Phrase grounding data
----

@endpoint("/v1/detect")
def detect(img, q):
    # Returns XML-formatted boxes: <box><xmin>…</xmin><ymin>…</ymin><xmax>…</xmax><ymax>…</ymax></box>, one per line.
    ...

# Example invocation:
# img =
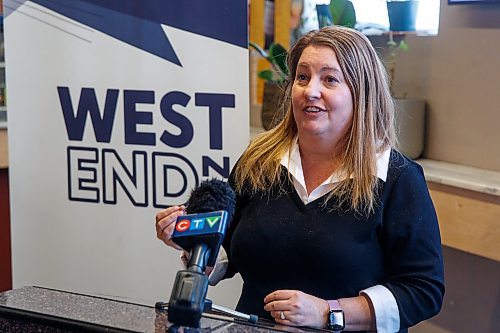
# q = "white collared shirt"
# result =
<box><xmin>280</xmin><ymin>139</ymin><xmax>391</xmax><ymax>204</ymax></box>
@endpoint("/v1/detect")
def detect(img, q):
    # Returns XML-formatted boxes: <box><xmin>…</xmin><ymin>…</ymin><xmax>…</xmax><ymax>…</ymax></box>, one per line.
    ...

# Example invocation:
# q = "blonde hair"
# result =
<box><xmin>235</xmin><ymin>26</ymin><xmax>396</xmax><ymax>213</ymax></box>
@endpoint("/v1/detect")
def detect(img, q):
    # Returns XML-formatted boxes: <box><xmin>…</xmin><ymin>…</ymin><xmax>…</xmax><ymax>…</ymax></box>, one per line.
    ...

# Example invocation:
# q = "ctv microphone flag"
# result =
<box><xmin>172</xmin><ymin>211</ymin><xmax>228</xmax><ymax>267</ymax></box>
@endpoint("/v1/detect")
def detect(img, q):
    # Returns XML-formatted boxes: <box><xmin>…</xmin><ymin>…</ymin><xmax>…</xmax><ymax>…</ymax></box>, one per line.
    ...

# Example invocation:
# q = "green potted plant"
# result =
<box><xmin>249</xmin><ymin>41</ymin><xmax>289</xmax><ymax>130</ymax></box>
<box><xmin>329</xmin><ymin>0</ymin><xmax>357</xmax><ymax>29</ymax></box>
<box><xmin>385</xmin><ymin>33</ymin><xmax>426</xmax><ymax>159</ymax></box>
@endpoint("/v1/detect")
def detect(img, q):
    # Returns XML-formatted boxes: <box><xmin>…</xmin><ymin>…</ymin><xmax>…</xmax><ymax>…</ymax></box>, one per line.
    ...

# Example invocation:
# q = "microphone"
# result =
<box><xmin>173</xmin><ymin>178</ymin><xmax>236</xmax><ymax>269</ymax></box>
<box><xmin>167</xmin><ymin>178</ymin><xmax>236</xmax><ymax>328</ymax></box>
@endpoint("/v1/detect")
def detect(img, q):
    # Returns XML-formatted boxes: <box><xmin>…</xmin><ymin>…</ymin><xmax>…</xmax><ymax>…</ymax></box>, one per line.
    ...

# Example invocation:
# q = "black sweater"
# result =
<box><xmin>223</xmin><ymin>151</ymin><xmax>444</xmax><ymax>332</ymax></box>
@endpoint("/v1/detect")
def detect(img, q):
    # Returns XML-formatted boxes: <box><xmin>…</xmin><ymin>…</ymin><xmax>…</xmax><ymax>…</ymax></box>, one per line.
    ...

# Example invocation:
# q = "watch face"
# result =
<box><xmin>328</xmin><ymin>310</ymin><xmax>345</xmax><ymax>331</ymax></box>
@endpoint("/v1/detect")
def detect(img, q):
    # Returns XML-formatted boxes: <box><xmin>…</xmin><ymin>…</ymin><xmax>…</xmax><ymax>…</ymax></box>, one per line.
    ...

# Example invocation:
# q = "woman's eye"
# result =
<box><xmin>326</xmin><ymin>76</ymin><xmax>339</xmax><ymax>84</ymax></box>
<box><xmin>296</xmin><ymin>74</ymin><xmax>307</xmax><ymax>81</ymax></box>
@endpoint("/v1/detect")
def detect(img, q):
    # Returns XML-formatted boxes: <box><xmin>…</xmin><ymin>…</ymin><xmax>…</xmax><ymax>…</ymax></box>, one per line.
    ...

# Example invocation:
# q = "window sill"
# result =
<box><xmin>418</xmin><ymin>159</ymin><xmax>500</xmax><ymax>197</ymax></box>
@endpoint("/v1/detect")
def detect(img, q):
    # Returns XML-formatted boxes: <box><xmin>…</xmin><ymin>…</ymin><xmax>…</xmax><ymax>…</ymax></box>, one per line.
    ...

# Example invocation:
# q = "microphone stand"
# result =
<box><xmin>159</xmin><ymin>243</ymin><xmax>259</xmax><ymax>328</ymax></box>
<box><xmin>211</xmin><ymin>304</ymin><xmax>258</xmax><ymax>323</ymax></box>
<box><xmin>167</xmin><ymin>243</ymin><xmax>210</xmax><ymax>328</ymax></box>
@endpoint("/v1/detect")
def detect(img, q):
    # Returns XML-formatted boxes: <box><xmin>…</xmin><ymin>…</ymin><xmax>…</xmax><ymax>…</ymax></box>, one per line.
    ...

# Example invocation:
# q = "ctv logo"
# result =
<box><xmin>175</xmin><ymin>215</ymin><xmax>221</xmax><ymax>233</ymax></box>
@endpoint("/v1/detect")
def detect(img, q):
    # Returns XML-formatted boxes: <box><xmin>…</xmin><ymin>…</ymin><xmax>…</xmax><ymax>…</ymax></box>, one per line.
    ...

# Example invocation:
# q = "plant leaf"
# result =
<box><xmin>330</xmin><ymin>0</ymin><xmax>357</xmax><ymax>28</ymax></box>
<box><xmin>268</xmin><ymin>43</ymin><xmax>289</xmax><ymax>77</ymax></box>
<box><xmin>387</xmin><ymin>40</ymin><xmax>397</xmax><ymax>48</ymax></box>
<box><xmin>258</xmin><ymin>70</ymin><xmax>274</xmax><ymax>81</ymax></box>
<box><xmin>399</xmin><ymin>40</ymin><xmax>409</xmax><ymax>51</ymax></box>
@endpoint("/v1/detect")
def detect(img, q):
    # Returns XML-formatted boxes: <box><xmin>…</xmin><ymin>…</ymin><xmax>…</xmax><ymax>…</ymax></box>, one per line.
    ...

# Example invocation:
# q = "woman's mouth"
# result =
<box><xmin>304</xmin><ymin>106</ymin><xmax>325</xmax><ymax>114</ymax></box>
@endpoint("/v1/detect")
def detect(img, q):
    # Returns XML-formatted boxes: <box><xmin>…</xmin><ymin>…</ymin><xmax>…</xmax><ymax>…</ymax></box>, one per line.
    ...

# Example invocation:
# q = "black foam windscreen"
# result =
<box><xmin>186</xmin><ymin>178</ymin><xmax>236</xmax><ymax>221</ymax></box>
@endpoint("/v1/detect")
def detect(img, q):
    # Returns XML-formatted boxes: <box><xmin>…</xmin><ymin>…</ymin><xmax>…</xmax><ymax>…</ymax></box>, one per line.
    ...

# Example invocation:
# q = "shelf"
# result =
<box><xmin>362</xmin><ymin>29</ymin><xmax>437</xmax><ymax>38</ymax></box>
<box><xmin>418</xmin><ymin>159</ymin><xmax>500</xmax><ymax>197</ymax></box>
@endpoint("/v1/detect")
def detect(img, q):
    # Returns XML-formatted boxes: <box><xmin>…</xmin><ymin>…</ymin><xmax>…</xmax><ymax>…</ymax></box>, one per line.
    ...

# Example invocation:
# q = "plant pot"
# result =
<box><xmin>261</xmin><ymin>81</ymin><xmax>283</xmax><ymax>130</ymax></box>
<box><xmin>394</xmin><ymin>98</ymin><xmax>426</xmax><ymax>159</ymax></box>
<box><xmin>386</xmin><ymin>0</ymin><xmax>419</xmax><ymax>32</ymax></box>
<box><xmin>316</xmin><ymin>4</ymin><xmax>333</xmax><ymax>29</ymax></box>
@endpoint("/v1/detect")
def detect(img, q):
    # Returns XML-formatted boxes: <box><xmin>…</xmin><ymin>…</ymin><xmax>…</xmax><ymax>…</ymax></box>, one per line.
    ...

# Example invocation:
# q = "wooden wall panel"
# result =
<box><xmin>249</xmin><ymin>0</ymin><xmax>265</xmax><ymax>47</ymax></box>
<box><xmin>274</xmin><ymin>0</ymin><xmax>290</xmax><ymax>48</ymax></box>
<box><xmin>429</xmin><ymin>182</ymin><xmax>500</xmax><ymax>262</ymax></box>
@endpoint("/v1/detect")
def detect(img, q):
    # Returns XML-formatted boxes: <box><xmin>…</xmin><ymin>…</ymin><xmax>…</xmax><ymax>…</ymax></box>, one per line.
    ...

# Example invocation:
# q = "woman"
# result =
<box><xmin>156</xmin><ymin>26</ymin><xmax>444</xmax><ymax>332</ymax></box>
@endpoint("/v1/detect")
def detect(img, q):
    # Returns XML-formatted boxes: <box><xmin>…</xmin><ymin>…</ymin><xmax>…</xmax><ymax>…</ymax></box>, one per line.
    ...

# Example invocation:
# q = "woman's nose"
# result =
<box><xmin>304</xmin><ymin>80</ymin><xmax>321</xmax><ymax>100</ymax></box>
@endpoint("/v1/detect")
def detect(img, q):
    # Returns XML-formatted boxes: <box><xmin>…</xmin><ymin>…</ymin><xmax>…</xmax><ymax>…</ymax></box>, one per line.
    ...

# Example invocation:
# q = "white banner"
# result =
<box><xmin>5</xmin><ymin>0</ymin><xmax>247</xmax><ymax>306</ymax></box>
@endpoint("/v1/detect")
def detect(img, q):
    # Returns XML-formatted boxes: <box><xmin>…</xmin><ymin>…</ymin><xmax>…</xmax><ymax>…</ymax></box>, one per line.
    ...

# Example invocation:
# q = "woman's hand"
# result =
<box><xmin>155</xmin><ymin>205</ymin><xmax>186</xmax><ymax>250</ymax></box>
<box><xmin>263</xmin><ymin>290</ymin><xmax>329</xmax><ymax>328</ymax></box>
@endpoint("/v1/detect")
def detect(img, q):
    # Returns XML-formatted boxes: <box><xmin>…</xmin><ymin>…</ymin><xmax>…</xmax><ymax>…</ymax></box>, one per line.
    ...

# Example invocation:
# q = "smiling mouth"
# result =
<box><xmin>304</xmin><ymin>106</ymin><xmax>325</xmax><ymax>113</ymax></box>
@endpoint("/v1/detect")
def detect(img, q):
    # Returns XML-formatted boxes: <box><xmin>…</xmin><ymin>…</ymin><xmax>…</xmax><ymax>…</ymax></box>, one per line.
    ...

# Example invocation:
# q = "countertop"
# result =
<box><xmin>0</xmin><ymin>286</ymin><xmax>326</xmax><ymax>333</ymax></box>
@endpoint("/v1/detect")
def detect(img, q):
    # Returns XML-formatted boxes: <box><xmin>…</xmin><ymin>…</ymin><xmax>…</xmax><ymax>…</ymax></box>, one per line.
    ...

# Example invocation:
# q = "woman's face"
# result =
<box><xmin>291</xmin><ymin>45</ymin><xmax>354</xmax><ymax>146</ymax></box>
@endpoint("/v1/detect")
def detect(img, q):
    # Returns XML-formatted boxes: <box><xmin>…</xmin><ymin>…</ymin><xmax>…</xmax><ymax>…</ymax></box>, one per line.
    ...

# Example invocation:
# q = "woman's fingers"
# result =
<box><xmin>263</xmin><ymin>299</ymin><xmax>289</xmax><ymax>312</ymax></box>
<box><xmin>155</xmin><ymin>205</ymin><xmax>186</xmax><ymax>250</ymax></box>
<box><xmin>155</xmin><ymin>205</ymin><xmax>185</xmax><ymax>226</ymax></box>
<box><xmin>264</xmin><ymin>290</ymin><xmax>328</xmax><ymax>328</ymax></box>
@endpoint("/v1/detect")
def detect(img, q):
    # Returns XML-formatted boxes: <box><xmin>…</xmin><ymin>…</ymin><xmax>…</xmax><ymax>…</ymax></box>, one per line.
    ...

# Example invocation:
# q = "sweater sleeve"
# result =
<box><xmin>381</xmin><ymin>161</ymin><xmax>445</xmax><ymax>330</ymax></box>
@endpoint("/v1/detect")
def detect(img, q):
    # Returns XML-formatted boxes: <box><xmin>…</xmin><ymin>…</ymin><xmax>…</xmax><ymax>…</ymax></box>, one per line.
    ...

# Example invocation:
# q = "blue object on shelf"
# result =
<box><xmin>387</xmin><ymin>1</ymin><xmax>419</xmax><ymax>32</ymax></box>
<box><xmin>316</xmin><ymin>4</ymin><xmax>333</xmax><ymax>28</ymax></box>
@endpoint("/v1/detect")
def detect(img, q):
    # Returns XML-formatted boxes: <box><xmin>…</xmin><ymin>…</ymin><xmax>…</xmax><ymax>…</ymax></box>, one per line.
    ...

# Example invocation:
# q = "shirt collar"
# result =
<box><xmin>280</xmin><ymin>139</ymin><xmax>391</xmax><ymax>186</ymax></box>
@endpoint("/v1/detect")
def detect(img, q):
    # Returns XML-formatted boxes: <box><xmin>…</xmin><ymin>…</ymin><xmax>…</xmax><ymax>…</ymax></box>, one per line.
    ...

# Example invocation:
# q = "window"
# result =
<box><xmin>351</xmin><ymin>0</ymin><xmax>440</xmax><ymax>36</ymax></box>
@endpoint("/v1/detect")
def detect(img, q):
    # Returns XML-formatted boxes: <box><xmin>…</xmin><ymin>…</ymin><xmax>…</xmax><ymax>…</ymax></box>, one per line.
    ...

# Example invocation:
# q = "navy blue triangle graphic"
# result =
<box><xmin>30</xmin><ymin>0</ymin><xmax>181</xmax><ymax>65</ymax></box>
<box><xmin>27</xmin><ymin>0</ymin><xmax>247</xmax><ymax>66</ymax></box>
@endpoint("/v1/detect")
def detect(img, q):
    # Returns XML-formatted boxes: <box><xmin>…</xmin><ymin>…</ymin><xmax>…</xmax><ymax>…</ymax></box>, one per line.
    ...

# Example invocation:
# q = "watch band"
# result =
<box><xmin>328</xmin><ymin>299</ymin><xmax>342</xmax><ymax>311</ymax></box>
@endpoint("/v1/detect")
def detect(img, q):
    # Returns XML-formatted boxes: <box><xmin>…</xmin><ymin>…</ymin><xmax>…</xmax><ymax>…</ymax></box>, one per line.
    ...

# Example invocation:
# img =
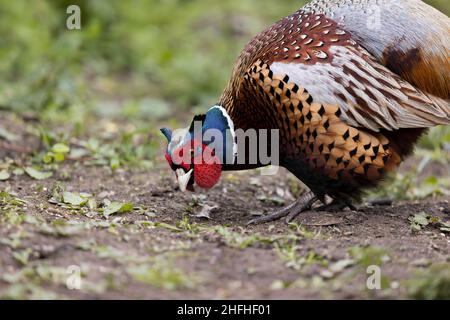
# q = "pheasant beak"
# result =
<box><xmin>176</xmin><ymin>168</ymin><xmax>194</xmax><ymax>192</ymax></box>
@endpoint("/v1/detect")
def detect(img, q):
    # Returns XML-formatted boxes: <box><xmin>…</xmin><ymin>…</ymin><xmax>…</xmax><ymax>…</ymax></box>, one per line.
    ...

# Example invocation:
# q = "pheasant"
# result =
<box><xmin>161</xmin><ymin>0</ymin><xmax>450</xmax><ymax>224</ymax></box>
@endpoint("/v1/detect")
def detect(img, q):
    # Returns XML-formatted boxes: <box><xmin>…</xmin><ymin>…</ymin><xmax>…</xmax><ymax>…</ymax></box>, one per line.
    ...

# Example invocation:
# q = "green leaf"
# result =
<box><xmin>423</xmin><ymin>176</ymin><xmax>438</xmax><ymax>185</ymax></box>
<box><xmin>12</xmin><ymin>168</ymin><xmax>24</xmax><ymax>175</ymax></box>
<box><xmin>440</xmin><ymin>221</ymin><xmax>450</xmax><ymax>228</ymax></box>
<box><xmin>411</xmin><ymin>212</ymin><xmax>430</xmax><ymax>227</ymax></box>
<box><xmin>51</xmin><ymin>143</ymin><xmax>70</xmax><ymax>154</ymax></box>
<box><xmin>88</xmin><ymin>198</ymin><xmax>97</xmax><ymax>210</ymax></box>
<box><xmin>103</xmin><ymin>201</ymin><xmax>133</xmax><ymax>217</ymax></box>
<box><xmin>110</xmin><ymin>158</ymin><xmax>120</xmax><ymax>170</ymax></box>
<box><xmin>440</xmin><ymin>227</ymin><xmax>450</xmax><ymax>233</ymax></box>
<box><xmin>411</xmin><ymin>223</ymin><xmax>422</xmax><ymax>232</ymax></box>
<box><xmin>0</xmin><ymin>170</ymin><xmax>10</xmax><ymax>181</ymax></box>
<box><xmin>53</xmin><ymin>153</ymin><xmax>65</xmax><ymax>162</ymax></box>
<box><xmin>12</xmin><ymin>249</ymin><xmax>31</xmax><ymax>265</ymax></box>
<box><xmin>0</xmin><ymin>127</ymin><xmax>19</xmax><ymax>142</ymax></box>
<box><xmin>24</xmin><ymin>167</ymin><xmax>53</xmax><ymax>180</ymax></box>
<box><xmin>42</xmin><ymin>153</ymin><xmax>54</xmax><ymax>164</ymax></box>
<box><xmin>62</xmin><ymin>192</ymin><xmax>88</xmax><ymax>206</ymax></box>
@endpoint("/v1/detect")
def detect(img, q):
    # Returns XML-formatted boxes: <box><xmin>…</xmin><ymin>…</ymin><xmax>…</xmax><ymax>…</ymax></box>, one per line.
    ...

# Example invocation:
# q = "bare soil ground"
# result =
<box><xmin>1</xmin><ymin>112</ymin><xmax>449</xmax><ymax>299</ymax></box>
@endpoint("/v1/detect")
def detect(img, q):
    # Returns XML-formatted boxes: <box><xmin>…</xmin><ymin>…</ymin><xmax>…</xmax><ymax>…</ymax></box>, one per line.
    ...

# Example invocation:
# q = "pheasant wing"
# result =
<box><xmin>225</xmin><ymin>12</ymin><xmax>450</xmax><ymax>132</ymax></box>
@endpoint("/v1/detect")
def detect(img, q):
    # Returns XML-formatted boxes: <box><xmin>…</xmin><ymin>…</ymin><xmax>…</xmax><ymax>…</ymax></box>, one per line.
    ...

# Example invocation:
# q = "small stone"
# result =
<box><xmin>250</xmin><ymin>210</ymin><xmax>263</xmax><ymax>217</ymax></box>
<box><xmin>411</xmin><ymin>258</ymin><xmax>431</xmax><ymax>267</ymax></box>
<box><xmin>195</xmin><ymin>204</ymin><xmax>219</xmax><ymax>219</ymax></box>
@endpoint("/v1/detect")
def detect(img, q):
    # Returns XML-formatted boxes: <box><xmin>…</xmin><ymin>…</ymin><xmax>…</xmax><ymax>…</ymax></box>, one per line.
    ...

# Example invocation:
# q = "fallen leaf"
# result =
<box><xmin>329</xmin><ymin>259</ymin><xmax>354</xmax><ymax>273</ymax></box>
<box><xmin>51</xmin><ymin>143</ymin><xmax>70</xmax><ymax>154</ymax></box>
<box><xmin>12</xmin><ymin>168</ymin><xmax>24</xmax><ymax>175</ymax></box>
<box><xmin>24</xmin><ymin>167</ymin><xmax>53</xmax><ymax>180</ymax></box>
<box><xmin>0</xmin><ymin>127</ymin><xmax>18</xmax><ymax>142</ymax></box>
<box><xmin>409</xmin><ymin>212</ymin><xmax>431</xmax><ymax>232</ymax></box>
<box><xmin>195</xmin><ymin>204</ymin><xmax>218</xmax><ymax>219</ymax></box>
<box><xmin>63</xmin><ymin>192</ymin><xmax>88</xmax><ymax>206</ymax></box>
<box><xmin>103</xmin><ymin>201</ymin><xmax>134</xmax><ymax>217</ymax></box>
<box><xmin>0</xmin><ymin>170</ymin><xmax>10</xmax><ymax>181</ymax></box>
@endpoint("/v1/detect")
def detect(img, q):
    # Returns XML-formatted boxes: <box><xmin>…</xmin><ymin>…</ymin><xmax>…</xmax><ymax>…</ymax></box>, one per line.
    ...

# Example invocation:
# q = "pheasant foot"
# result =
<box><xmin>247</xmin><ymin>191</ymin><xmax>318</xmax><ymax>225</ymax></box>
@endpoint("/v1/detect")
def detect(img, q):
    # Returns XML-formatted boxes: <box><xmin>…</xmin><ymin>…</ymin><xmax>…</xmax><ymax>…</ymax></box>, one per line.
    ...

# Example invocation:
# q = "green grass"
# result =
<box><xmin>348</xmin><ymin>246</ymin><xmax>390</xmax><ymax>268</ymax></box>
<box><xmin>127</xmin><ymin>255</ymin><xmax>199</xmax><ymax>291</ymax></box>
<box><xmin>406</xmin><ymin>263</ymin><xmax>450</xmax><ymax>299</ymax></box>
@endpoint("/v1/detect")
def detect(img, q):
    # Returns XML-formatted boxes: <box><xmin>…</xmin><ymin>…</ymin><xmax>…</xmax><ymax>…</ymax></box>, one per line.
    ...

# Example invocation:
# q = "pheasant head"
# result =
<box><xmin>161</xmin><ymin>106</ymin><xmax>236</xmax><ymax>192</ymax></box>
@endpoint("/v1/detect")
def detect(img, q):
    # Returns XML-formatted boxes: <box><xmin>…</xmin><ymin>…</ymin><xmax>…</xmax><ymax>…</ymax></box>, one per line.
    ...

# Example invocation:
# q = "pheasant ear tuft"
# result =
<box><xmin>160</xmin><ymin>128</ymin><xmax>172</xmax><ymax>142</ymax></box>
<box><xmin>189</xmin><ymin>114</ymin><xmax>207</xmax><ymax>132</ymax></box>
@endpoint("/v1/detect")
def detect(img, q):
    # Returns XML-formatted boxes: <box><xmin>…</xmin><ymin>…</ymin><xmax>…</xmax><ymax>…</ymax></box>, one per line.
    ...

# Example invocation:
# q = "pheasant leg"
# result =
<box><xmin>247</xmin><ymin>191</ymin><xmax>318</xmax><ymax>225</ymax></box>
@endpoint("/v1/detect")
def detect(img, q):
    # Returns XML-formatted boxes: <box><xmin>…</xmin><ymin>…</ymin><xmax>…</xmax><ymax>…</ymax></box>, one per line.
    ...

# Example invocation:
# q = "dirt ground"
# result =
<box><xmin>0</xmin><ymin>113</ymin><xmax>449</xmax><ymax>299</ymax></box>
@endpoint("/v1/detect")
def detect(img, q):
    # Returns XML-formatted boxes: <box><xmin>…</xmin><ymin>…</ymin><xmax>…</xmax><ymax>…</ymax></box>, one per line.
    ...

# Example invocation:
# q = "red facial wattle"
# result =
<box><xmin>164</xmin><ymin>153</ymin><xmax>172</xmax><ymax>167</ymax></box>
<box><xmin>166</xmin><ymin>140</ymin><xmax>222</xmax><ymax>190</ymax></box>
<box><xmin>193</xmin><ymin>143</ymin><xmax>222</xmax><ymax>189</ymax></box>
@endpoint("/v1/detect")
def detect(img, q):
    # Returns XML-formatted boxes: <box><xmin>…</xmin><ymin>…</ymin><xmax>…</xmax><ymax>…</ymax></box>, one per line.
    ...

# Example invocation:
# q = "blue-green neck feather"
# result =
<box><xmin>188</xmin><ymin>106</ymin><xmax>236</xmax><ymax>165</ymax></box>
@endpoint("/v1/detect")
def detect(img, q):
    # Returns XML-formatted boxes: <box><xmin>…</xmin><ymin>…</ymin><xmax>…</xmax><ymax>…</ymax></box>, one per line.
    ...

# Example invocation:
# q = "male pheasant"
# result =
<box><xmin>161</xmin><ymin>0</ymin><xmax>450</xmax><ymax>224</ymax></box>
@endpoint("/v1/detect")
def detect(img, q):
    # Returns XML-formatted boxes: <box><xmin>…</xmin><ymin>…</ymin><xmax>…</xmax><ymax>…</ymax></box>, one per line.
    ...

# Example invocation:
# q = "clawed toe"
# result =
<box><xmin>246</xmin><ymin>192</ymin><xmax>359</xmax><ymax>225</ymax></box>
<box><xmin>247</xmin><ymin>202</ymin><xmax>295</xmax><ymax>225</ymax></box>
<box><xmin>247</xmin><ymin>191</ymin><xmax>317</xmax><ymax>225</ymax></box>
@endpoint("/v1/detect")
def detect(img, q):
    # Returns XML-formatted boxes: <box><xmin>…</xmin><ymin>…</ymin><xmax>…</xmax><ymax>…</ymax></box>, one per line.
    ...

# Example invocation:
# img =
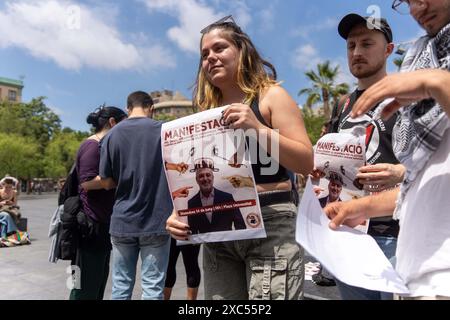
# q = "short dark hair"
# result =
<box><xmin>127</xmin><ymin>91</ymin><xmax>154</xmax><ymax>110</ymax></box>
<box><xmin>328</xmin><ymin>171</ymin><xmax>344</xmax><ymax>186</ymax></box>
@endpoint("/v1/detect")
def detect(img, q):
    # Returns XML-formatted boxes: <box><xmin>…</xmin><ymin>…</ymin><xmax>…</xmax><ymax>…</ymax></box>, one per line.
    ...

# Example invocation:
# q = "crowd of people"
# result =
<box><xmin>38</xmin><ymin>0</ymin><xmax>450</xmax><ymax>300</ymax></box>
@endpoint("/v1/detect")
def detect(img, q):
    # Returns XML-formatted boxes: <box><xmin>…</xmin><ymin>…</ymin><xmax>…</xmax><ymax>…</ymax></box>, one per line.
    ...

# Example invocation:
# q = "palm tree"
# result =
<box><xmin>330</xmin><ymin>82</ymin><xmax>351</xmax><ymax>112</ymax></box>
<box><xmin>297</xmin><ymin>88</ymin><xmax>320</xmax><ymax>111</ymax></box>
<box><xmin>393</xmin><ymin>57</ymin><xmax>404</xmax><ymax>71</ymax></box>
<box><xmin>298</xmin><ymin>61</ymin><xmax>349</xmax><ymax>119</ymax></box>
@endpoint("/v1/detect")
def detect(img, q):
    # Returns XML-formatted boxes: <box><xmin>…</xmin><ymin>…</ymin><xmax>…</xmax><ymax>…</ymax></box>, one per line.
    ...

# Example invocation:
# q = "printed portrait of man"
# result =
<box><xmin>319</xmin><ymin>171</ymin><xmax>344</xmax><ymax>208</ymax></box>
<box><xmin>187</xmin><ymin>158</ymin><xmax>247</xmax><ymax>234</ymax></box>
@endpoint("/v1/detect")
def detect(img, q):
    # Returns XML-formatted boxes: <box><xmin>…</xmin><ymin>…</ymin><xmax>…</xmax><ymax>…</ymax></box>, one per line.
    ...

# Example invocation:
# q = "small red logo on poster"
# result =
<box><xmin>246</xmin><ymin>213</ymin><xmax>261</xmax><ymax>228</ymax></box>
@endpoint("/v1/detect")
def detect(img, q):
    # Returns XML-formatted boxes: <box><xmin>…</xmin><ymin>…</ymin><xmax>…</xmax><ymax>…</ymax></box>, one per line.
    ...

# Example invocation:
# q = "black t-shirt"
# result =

----

### Problem statement
Determine how many lines in the entries above hold the string "woman", then report that number and nothing further.

### Task solution
7